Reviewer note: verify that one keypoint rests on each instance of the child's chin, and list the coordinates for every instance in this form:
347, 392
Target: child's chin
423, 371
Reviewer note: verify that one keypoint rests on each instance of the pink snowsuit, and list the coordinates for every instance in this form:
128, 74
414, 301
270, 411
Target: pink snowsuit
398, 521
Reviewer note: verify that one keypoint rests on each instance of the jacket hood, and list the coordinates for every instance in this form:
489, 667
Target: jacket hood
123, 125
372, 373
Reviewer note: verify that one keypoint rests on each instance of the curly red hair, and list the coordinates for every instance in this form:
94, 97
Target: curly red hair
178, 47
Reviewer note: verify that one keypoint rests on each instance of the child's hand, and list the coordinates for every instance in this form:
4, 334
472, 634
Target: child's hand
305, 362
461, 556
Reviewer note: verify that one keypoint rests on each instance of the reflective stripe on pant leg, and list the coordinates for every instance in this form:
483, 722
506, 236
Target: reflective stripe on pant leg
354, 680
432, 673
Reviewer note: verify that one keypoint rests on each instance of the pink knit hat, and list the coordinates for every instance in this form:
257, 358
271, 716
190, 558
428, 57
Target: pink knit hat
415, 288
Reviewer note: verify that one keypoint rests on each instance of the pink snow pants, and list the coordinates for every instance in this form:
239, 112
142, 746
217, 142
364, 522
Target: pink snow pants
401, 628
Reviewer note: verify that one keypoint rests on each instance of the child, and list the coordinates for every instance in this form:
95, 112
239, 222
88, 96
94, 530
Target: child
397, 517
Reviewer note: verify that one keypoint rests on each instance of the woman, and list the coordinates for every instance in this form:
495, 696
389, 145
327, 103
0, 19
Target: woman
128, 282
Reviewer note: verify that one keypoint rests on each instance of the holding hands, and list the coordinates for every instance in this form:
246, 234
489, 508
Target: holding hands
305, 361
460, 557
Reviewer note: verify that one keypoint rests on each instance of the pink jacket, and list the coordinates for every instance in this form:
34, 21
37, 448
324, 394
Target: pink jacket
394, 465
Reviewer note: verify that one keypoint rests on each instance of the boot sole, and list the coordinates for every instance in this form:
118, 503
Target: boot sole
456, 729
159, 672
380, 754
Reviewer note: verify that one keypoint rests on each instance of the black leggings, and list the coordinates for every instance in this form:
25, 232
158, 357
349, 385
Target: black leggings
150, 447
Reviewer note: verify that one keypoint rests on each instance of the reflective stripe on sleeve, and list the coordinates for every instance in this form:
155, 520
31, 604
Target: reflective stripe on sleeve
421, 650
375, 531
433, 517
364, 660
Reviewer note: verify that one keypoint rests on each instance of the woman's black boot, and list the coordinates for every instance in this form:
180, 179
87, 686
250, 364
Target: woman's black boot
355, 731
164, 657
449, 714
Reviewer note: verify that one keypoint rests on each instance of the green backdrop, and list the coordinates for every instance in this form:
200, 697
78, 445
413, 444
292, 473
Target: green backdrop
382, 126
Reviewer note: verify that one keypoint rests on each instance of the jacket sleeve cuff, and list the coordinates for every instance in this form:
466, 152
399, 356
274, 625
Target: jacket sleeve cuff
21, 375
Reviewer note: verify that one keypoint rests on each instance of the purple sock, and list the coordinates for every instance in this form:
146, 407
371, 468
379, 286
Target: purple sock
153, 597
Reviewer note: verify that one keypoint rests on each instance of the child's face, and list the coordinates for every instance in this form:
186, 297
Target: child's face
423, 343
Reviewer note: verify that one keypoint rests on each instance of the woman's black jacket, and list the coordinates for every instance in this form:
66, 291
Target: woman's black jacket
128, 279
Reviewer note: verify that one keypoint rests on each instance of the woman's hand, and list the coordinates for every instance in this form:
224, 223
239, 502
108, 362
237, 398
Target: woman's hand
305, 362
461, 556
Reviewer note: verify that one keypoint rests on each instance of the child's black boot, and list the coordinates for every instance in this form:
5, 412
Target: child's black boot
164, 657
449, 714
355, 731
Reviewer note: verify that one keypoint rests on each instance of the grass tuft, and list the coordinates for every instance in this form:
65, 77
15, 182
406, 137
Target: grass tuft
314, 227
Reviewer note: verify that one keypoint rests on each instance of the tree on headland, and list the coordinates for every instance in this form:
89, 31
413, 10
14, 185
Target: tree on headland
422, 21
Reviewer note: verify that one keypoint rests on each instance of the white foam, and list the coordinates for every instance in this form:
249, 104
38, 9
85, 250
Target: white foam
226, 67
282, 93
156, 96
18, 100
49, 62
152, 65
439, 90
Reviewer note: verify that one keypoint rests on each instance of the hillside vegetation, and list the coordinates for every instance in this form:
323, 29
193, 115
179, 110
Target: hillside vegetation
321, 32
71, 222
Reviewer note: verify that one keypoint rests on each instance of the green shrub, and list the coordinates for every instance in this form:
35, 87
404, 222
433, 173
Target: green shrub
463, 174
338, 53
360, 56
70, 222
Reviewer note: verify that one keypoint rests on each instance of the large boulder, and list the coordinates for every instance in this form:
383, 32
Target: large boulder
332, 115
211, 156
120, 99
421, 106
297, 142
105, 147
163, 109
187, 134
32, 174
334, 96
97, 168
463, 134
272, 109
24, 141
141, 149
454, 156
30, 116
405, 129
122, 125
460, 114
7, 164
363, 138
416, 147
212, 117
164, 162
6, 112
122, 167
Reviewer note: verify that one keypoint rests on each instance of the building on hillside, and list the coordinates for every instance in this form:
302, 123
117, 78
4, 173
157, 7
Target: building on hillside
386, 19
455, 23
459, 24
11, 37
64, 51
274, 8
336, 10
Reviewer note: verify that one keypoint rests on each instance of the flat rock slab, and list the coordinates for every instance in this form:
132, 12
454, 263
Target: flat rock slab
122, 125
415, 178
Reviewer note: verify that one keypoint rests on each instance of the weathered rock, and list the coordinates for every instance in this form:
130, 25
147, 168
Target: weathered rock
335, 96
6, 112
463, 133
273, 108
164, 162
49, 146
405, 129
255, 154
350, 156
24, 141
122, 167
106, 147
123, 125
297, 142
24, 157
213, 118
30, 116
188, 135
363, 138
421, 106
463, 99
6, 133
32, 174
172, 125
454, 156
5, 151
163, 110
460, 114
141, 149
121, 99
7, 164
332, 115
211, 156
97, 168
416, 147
-------
• [What to do]: Copy the records above exactly.

• [Response]:
Reviewer note: verify that one keypoint rests on each instance of the child's chin, and list the coordinates for every instance in this form:
347, 392
Target: child's chin
423, 371
Reviewer note: verify that one keypoint rests on each instance of the pink snowsuit, and list the coordinates for every instance in this form:
128, 74
414, 301
270, 411
Target: pink snowsuit
398, 521
Reviewer note: verify that one keypoint rests on each instance of the jacket hood, and list the coordinates for every instance in this form:
489, 667
Target: jacket hood
123, 125
372, 373
Reviewer note: verify that one keypoint rests on each instance of the curly red hair, and list the coordinates for every instance in this form:
94, 97
Target: curly red hair
178, 47
Reviewer note: verify that one keypoint rests on each instance of the child's hand, and list the coordinates for every instance in this form:
4, 334
472, 634
Target: child's hand
305, 362
461, 556
Reviewer note: verify that one keypoint rests on each instance of the reflective stripe on pant leg, and list the coordinates for every instance in this form:
483, 722
506, 236
Target: reflective stripe on pant leg
354, 680
432, 673
Reviewer note: verify that one keypoint rests on each instance of the pink knit hat, and list the coordinates for every instance in this form:
257, 358
271, 716
190, 558
428, 57
Target: pink knit hat
415, 288
Reviewer note: verify that one keypoint rests on each instance of the pink snow pants, and list the coordinates for every instance in this form:
239, 112
142, 746
217, 142
364, 522
Target: pink snow pants
401, 628
Reviewer note: verify that one keypoint rests on each instance of the child, and list the coordinates for every instance in this form:
95, 112
239, 222
88, 96
94, 530
Target: child
397, 517
Reviewer note: verify that one keypoint rests on each instance of the woman, and list the coordinates for every instance in this form:
495, 696
389, 145
327, 103
0, 19
Target: woman
128, 282
Reviewer note: verify that one keypoint rests on each instance of the holding hands, and list the coordinates for every instance in this form:
246, 234
489, 508
Target: holding hands
305, 361
460, 557
Reviewer note: verify that one keypoint rests on each instance of the pink jacket, and list the coordinates for every instance in this form:
34, 21
37, 448
324, 394
Target: pink jacket
394, 465
Reviewer note: verify that one keypoint rests on each instance of the boot sole, and list the coordinates for every instance in this form:
118, 503
Target: boot sole
456, 729
159, 672
380, 754
Reviewer note: verify that one keypoint rests on each instance of the black leggings, and list the coordinates for every instance in this form:
25, 232
158, 357
349, 385
Target: black leggings
150, 447
Reviewer note: verify that one keypoint rests on each instance of the reflective stripe on sleeve, and list the coordinates for every instance in this form:
155, 520
31, 604
Target: reflective stripe on sleeve
421, 650
375, 531
433, 517
364, 660
Reviewer note: verify that one keypoint rests on each instance of the woman's black boot, and list the coordinates for every instance in this form:
180, 179
87, 686
250, 364
Target: woman's black boot
355, 731
164, 657
449, 714
Reviewer note: verify that one keypoint rests on each instance of the green backdrop, and list the coordinates for every instance in this form:
200, 697
78, 445
413, 444
292, 473
Target: green backdrop
382, 126
Reviewer note: verify that one keypoint rests on each instance of the jacket sleeve cuff, and list the coordinates for every instance in this form:
466, 152
399, 356
274, 625
Target: jacket sleeve cuff
21, 375
Reviewer note: verify that one keypoint rests on each instance of the purple sock, and list the coordinates for every instance in this form:
146, 407
371, 468
379, 286
Target: purple sock
153, 597
Reviewer note: verify that one keypoint rests on each instance of the child's face, and list the coordinates for every instance in this form:
186, 297
Target: child's face
423, 343
Reviewer note: verify that one keypoint rests on each instance of the woman's black jacket, and list the coordinates for every instance in this form:
66, 291
Target: woman's black jacket
128, 279
Reviewer note: verify that one keypoint rests on each instance of the woman's hand, and list the coordinates for every instance in this form:
224, 223
239, 502
108, 362
237, 398
Target: woman's hand
305, 362
461, 556
Reviewer note: verify that one keypoint rests on each instance of the child's black boot, and list the coordinates for every instance in this form:
5, 412
Target: child's black boot
164, 657
449, 714
355, 731
Reviewer note: verify that one keypoint rests on each instance of the grass tuft, and list the coordinates for every instance in this form:
65, 77
15, 182
406, 137
Target: grass tuft
314, 227
Reviewer note: verify that one keypoint rests on each instance of the tree on headland, and list the coordinates for every instance in this form:
89, 31
413, 10
14, 185
Target: tree on headland
422, 21
Reviewer note: verify that one keypoint rests on each instance of the white foam, and list the coordinates for every instance in this form:
249, 104
38, 9
85, 250
Target: white foam
226, 67
282, 93
156, 96
18, 100
49, 62
152, 65
439, 90
Reviewer note: verify that one keypoint rests on each instance of the hillside vegetation, and list the coordinates for every instance in this form:
323, 29
193, 115
179, 110
Target: hillside vegetation
321, 32
71, 222
Reviewer note: verify that one keypoint rests on each instance of the green shrub, and list the coordinates for every instance in this form:
35, 87
404, 222
433, 173
Target: green shrub
463, 174
338, 53
360, 56
70, 222
Reviewer note: verify that one keypoint rests on each instance of the large boulder, and list the coordinates for every instance in this form:
383, 32
Target: large boulder
332, 115
211, 156
120, 99
421, 106
297, 142
105, 147
163, 109
187, 134
32, 174
334, 96
97, 168
463, 134
272, 109
24, 141
141, 149
454, 156
30, 116
405, 129
122, 125
460, 114
7, 164
363, 138
416, 147
212, 117
164, 162
6, 112
122, 167
Reviewer note: verify that one keypoint rests on each instance of the building on hillside, and list the coordinates for every instance in this form:
302, 123
117, 78
4, 173
157, 7
Target: building on hillside
386, 19
455, 23
459, 24
11, 37
64, 51
274, 8
336, 10
Reviewer note: verify that one keypoint rests on each instance of the flat rock slab, and list the coordinates for every instance in this form:
132, 12
454, 263
Target: flat rock slab
122, 125
415, 178
Reviewer note: verify that one keypoint rests on each instance of the weathered rock, and list the coordinates for every instance in this form:
130, 25
147, 168
Target: weathered rock
335, 96
6, 112
463, 133
273, 108
164, 162
49, 146
405, 129
255, 154
350, 156
24, 141
122, 167
106, 147
123, 125
297, 142
24, 157
213, 118
30, 116
188, 135
363, 138
421, 106
463, 99
6, 133
32, 174
172, 125
454, 156
5, 151
163, 110
460, 114
141, 149
121, 99
7, 164
332, 115
211, 156
97, 168
416, 147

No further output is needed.